§ **Directions for this task**:
Copy word for word the lines of the data below, starting at the line containing "Would you point out the hazy" and continuing through the end of the data.

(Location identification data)
+ + + +

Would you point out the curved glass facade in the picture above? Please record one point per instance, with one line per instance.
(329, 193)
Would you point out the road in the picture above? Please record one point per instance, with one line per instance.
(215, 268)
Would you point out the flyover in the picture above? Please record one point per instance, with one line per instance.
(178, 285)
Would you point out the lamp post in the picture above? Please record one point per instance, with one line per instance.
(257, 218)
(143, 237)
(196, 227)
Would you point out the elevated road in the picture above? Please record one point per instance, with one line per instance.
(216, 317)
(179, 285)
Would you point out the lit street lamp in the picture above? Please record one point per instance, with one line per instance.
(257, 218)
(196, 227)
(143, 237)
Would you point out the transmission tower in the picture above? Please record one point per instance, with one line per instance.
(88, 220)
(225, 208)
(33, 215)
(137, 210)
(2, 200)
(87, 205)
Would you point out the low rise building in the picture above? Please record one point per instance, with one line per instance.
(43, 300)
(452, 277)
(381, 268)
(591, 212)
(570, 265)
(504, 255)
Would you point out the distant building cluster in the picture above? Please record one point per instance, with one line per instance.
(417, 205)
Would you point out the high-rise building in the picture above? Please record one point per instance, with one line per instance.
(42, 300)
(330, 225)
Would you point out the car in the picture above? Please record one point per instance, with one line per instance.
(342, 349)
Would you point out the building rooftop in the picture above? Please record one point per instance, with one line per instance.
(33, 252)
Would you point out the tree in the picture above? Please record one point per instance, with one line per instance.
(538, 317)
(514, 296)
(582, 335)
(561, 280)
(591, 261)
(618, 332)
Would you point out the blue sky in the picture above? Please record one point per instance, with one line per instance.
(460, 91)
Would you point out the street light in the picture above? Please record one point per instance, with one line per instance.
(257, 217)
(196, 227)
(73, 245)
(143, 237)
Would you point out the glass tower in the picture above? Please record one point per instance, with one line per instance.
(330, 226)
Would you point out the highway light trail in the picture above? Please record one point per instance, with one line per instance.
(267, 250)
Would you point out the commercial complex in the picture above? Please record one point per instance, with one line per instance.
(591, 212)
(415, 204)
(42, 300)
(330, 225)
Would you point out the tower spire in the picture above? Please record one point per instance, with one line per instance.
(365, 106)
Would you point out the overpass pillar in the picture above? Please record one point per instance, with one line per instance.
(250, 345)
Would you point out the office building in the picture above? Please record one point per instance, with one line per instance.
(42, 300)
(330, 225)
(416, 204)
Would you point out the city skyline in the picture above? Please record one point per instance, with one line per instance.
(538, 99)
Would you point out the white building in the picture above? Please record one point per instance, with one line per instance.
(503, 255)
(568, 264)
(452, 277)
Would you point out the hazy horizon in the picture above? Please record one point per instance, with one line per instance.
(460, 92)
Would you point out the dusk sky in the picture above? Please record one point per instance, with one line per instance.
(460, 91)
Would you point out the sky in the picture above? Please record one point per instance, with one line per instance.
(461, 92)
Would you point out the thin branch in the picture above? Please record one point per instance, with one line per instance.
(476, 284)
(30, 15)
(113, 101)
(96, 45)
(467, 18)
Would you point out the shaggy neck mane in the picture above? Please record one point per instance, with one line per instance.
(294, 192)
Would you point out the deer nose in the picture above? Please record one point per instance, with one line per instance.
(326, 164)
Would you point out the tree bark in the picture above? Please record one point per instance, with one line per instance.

+ + + +

§ **Problem solution**:
Would you point out the hazy horizon in the picture above? Please record one point per instance, with one line per instance.
(460, 92)
Would you point out the dusk sky in the picture above? Please record one point per instance, with one line per instance.
(460, 91)
Would you point out the sky in the picture above? Please record one point per instance, with one line per instance.
(461, 92)
Would you point out the thin branch in the picture above? Please record one point per instance, with one line per instance.
(476, 284)
(30, 15)
(113, 101)
(96, 45)
(467, 18)
Would you point out the shaggy neck mane in the picture above? Please record one point per instance, with one line per instance.
(294, 192)
Would you point out the deer nose in the picture above? Please record one point per instance, with one line per instance.
(326, 164)
Would you point out the tree bark in the picture above? Please record one point per instance, with one line per instance.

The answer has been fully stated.